--- TASK GOAL ---
Below is a set of records. Repeat them verbatim without the pictures.

(INFORMATION PROVIDED)

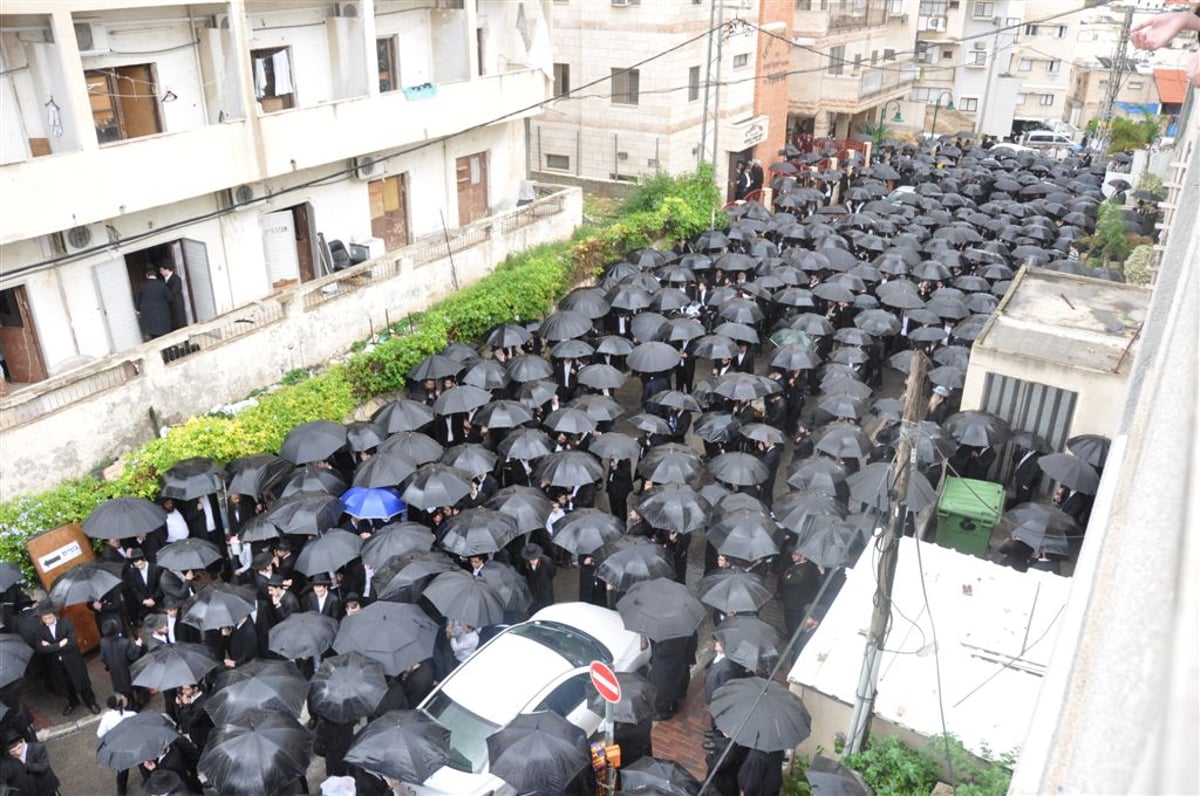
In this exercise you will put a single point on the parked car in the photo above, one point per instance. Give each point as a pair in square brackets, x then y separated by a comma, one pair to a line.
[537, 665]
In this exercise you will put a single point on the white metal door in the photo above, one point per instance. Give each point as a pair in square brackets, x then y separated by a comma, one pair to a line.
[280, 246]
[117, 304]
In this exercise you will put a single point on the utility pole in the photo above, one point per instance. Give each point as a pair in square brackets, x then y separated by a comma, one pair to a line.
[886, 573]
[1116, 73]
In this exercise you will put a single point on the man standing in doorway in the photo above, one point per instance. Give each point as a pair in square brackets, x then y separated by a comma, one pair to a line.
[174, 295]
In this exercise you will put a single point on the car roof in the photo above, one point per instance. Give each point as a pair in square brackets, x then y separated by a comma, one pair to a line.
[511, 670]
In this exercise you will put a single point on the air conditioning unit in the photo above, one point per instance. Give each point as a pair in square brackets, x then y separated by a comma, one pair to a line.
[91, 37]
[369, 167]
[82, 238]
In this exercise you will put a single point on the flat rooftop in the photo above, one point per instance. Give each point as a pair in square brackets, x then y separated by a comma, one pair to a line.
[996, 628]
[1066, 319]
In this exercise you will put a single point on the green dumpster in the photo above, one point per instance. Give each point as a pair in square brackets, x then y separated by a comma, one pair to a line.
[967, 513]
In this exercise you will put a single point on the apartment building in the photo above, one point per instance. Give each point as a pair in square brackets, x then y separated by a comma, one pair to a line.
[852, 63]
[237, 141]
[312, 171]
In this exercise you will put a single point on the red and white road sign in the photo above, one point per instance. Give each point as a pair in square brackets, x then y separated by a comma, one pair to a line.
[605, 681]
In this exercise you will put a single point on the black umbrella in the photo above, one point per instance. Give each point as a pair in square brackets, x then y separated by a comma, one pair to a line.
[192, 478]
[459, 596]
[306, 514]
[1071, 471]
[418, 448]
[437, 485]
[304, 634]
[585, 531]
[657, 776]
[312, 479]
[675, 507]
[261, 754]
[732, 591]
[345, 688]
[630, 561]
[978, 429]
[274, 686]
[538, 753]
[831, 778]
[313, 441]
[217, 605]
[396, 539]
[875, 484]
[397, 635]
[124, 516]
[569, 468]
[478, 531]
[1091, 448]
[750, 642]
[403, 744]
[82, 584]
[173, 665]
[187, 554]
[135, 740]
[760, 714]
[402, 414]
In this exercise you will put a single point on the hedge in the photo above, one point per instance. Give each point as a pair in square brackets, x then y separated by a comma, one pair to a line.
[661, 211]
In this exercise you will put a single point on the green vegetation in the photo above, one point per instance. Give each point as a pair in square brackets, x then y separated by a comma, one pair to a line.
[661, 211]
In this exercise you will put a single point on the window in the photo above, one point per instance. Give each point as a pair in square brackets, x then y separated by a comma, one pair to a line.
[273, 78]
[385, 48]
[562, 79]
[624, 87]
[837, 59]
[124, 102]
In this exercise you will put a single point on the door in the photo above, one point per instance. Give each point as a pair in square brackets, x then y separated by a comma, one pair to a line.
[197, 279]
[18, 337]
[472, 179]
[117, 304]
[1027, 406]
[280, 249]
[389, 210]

(End INFORMATION PROVIDED)

--- RESULT FOR THIS EXERCISE ---
In this exercise you will put a single point on the parked car in the photo above, one point per instance. Give each point as a pair in square brackets, x then y separated by a comma, one pair to a line.
[537, 665]
In this exercise you will put a single point on the white metal door in the photo above, one point per instance. Give each point as a pair in square brackets, x then y separated by a comma, one pair to a line.
[280, 246]
[117, 304]
In this exercise you will put a single point on the utility pole in the photo above, one point per instance. Give each point as a pair in square brackets, x then y separated by a comma, one pair to a line.
[886, 573]
[1116, 73]
In this exercise you will put a single point on the man standing in doorway in the photo above, one point per instance. Give each point as a pair in square brackets, x then y separated by a comma, one pair to a line.
[174, 295]
In this exercise you will put a single point on the car roof in the photo above, one point per instance. Give each point as a pair in square brackets, x then y separated by a comma, one pair to a line.
[511, 670]
In this exercise you will put a single point on the air conditioning unit in the photo above, one point per instance. Give each point as a pair in square brackets, x then y separated by a comma, one pair to a line.
[91, 37]
[369, 167]
[82, 238]
In this exercise you will put a single point on the flat rooftop in the photo above, one point per instance. Give each point as a pair in square brackets, x then y separated by a comma, one pair to a line.
[996, 628]
[1066, 319]
In this exercise you will put a single point on the green dumpster in the photo above, one point per instance. Give each point as a pair in square brackets, x then y separated by a comma, one pair to a line.
[967, 513]
In this exercise you will put a single point on the apartment building in the photo above, one point per instance. Give each point as a pair in square brackets, x then y separated by a comma, one pair to a line.
[852, 63]
[237, 141]
[312, 171]
In this exercise you will put a single point on the red and white road sign in the photo above, one point per instance. Give each point as a pair in square brackets, x then y separated by a comma, one pair to a line.
[605, 681]
In this exercise you will put a single point on the black umbrella in the photo above, one point per instance. Give each point as a pair in square brackets, x then y separated by a comma, one pair to a line.
[192, 478]
[459, 596]
[306, 514]
[1071, 471]
[418, 448]
[437, 485]
[304, 634]
[585, 531]
[657, 776]
[312, 479]
[675, 507]
[261, 754]
[732, 591]
[345, 688]
[630, 561]
[978, 429]
[274, 686]
[538, 753]
[831, 778]
[313, 441]
[217, 605]
[396, 539]
[875, 484]
[397, 635]
[124, 516]
[569, 468]
[478, 531]
[1091, 448]
[750, 642]
[403, 744]
[82, 584]
[173, 665]
[187, 554]
[135, 740]
[760, 714]
[402, 414]
In this exercise you will put a single point on the hedge in the photo above, one point per instance. Give each point as a pair in square brackets, x then y separated by a comma, one pair to a line.
[661, 211]
In this exercise you will put a single point on the green vegetation in the photo above, one point per instance. Give each point as a pair in square brackets, x then y separated by a comma, one pair to a line.
[661, 211]
In this exercise you will put a single point on the window in the photo above, one point per instance. Give each point as a pair in square brackets, x then y separated by a comma, one pair to a line.
[273, 78]
[385, 48]
[562, 79]
[624, 87]
[837, 59]
[124, 102]
In this exercise you will put a single point on the door in the photo above, one point per instance. Give each point as a pair in square brackets, x then y separated by a comma, one pair to a line.
[197, 279]
[18, 337]
[472, 179]
[117, 304]
[1027, 406]
[280, 249]
[389, 210]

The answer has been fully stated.